PAGE EXCERPT —
Now, multimodality and visual rhetoric are emerging genres of which compositionists should take note. As composition studies progresses in the 21st cenury, we have the opportunity to embrace the future of composition by employing these genres in the classroom. Scott McCloud's (1993) book Understanding Comics is the perfect textual introduction to students new to the idea of arguing with more than just written words. McCloud's work brings to light many arguments that visual rhetoricians also make. By combining McCloud with more academic texts, the ability to teach what may be an unfamiliar (thus uncomfortable) topic is eased for both the instructors and students.
As composition teachers, we should be on the lookout in all areas of academia and popular culture to hook onto topics and movements to which our students can relate. Frequently, the underground is such a location, as are punk, McCloud, and the topic of multimodality.
In 2006, I was introduced to a flood of new pedagogical concepts. Visual rhetoric and multimedia excited me the most because it seemed ripe with possibilities. While reading the theoretical concepts of visual rhetoric, I was surprised to find that few of the texts took advantage of visual rhetoric strategies other than traditional essayistic forms. On the other hand, it was not surprising since publishing is often constrained in how information can be dissemenated, especially (it seems) in print-based modes such as journals and books (not to mention the potentially sticky copyright infringements of using images). Around the same time in 2006, I picked up the graphic, nonfiction text, Understanding Comics by Scott McCloud. His insight into all things visual astounded me. Here was a wonderful -- and accessible -- example of what visual rhetoric could potentially become for composition studies.
I set to work trying to create a project that would combine McCloud's insights into the theories of some of the contemporary visual rhetoricians. My initial goal was to create a comic interpretation of McCloud and visual rhetoric. However, I found that I had no skills in the world of comics and was greatly disappointed in myself. I was stumped on how to create a text to show (literally) what I meant.

EXERCISE TASKS —
1 - In the excerpt about visual rhetoric in composition, what was the writer's initial goal for the project?
2 - Carry on the excerpt about visual rhetoric in composition, starting after its final sentence.

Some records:
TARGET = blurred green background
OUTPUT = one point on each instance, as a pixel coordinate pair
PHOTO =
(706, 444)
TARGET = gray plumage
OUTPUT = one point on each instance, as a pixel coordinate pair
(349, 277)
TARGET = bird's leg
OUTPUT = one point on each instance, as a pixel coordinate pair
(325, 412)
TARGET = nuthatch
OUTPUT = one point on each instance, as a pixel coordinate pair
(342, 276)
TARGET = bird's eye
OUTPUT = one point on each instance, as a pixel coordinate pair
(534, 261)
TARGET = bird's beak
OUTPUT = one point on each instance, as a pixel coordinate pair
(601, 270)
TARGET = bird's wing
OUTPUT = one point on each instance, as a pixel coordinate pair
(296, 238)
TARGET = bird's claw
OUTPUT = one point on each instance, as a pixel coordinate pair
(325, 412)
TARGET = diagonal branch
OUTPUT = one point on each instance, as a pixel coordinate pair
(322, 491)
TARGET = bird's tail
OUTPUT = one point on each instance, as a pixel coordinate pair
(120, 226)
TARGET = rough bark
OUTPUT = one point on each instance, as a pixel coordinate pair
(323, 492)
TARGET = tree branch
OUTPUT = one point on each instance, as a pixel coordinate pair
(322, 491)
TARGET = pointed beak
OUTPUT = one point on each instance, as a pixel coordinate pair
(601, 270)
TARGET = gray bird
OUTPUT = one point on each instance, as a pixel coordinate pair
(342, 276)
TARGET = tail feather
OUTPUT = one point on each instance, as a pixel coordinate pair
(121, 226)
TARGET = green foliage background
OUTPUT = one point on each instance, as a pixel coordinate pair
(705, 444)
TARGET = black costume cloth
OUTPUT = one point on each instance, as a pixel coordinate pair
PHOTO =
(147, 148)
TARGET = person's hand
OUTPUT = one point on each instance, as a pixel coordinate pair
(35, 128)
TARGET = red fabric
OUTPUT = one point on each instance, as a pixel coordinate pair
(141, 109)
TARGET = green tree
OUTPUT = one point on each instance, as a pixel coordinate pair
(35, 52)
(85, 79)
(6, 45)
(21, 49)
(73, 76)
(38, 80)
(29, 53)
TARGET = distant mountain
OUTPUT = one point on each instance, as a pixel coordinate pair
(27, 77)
...
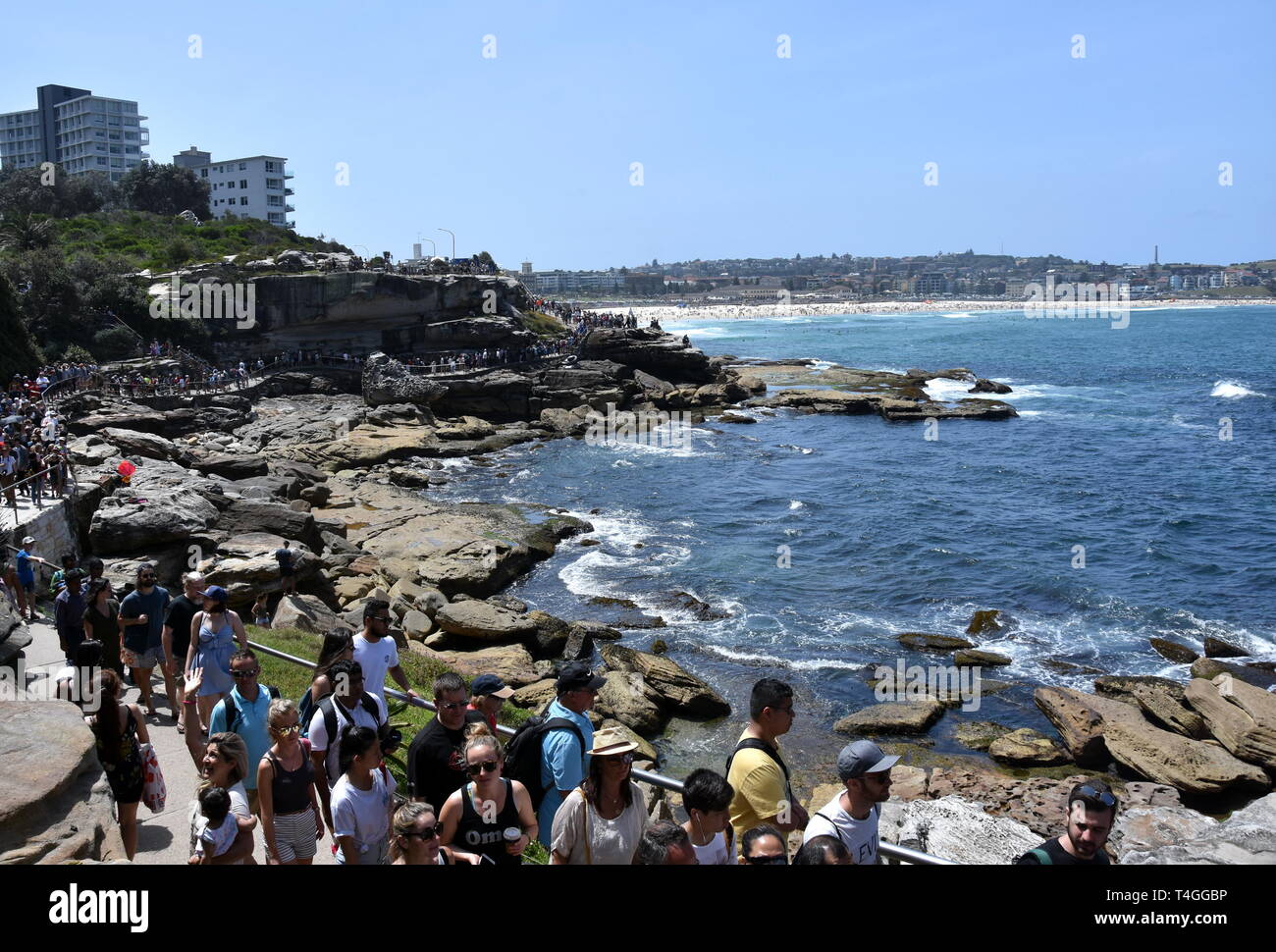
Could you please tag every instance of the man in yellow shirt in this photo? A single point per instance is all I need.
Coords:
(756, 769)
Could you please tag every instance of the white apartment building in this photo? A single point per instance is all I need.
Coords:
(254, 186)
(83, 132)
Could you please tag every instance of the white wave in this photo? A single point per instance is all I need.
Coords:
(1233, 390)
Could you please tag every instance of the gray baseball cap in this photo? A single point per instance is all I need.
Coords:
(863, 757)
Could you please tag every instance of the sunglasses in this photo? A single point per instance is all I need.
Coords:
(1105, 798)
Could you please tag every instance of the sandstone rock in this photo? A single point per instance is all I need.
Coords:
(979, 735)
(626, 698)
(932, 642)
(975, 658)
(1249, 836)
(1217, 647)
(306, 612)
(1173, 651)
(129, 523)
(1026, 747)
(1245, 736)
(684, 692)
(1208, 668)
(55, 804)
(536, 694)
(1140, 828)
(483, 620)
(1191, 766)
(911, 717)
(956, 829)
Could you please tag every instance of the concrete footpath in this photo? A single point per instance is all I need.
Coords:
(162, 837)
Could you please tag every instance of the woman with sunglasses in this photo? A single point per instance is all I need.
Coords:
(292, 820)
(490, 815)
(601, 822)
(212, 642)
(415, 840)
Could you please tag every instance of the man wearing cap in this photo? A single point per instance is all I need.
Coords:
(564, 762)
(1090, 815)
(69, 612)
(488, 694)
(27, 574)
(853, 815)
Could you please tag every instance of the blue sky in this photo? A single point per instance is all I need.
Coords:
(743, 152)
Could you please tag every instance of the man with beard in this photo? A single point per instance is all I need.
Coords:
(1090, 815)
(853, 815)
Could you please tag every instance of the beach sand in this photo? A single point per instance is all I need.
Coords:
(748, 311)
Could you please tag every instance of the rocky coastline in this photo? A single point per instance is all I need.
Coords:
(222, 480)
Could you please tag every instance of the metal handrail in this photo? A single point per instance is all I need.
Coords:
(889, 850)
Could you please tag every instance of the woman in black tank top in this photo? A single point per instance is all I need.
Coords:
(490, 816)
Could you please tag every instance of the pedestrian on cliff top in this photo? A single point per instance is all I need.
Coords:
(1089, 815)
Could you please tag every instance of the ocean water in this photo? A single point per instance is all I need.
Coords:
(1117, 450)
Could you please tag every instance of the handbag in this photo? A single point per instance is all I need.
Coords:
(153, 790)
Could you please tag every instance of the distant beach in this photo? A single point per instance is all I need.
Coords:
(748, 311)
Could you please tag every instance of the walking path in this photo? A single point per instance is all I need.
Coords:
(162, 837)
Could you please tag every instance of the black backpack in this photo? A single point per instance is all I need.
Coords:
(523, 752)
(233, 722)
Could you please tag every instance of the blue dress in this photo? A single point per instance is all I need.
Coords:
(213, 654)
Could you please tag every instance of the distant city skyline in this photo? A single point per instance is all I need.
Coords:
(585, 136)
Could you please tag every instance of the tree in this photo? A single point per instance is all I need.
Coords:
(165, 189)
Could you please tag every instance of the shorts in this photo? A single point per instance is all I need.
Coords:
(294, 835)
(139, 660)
==
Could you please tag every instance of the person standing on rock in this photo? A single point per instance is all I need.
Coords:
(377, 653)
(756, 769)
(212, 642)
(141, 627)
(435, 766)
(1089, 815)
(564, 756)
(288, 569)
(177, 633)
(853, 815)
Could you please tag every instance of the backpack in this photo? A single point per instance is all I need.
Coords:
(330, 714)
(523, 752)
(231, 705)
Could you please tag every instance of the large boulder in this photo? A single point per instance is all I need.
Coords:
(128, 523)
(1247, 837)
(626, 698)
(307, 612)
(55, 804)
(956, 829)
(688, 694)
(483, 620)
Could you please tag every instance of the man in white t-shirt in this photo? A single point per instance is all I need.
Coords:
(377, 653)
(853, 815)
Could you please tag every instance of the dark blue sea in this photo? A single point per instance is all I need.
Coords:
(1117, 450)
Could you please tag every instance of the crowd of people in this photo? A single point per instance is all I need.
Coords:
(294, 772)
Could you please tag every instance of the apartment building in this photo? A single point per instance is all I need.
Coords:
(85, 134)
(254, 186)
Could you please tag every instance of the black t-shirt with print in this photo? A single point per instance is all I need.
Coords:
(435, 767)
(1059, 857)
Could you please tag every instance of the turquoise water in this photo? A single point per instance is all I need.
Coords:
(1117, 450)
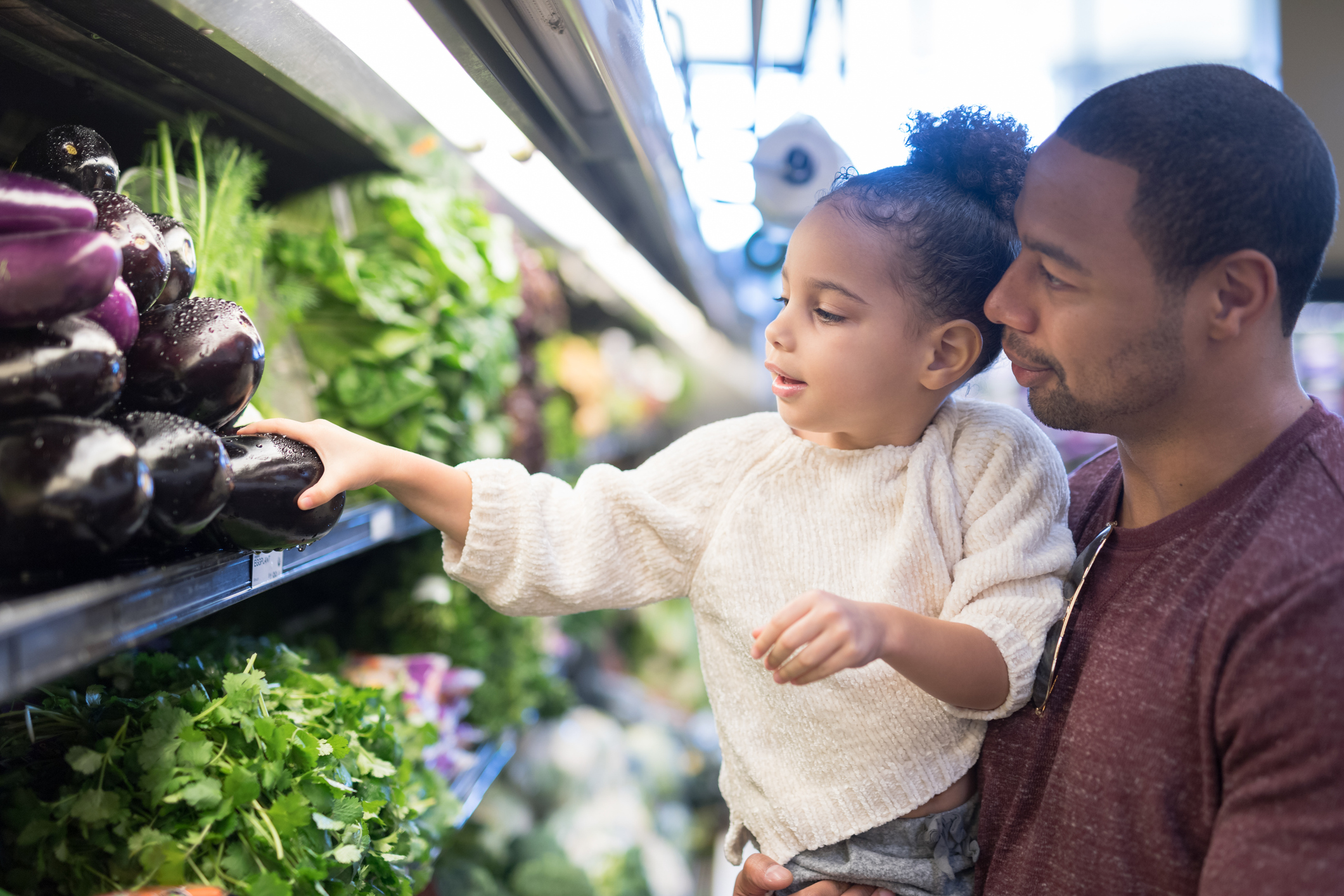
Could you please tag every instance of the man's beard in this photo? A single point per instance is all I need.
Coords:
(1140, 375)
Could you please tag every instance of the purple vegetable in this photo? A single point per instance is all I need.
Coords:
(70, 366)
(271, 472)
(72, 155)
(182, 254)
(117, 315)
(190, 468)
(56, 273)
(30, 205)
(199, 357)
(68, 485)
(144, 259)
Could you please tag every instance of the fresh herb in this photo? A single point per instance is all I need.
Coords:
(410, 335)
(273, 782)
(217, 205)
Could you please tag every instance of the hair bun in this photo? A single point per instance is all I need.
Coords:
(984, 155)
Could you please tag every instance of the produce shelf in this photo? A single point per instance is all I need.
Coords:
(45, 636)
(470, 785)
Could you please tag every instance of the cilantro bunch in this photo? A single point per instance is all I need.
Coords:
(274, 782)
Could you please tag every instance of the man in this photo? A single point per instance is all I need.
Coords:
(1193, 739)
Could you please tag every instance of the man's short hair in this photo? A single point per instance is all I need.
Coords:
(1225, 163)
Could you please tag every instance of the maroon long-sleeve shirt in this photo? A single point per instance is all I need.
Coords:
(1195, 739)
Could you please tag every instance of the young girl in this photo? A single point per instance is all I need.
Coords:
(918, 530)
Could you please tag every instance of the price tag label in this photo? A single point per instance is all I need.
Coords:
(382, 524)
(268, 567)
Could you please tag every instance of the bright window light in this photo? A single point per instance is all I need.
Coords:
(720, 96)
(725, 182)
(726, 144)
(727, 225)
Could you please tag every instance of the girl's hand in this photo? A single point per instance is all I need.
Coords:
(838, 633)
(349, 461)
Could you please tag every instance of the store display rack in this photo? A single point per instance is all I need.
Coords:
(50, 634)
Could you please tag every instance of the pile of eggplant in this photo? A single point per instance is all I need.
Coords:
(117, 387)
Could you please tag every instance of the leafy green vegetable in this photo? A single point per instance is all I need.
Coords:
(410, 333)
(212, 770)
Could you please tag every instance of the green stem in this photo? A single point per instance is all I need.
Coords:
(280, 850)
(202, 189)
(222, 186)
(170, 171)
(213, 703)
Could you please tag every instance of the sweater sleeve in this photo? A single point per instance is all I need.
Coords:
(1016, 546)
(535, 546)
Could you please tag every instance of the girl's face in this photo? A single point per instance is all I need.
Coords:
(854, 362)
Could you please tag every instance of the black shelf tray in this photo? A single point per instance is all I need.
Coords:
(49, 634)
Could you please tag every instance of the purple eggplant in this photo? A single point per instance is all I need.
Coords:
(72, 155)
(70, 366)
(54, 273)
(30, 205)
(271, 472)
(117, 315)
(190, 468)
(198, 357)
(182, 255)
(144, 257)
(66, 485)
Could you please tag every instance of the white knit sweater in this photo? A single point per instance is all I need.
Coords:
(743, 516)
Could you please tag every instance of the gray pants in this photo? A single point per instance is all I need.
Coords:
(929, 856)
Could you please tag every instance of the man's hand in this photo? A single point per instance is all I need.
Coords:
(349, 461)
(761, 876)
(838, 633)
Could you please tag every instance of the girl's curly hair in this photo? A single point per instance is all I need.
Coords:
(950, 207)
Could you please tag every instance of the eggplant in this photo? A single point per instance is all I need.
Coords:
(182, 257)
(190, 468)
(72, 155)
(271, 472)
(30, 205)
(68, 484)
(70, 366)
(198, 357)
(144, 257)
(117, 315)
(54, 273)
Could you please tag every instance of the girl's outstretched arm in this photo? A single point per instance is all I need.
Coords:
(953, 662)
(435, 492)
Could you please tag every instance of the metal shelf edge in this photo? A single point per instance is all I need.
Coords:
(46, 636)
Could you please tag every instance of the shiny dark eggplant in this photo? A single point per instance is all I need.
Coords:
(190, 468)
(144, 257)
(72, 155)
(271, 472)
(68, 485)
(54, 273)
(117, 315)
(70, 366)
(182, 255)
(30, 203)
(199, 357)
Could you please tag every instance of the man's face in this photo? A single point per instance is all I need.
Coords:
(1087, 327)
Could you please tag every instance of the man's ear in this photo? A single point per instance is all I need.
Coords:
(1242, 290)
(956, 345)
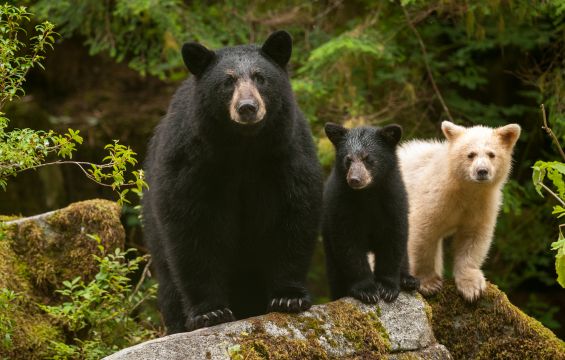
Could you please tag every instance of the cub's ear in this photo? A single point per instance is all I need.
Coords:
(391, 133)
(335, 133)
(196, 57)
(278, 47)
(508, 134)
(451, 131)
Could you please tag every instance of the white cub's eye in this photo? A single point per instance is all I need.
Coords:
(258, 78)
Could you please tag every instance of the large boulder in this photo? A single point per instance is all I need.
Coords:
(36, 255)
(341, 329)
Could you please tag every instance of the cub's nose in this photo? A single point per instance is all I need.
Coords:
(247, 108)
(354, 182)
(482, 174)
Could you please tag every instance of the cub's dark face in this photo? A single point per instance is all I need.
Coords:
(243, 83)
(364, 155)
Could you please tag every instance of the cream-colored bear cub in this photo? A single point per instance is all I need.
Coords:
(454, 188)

OUTPUTS IN ORDER —
1 - To create a comic interpretation of McCloud and visual rhetoric.

2 -
While perusing through a visual rhetoric textbook, Picturing Texts, I came across a definition of "text" that helped me think about my composition goals differently. The authors, Lester Faigley, Diana George, Anna Palchik, and Cynthia Selfe (2004), said:
There it was: a definition that opened realms of possibilities. I drew on the concepts of visual rhetoric and multimodality/multimedia to create what was essentially a traditional text. I could present the ideas of Scott McCloud, mixed with visual rhetoric theories, in a contemporary format that would do the topic justice, as well as provide an accessible entry for those foreign to the concepts of visual rhetoric and multimodality. Those new to such topics are my target audience.
This is a topic that will gain more and more momentum in upcoming years. Students are exposed to multimedia daily, and to deny the argumentative powers involved in these newer media is cheating students. Embracing these art forms could spark interest in otherwise dormant writers. As composition teachers, our job is to teach argument(s) through texts. It is essential that we recognize all facets and genres that texts reach. Embracing multimedia may be the key to awakening the next generation of compositionists.
references (text and video)
Faigley, Lester, George, Diana, Palchik, Anna, & Selfe, Cynthia. (2004). Picturing texts. New York: W.W. Norton.
Kenney, Keith. (2002). Building visual communication theory by borrowing from rhetoric. Journal of Visual Literacy, 22(1), 53-80.
McCloud, Scott. (1993). Understanding comics: The invisible art. Northampton, MA: Kitchen Sink.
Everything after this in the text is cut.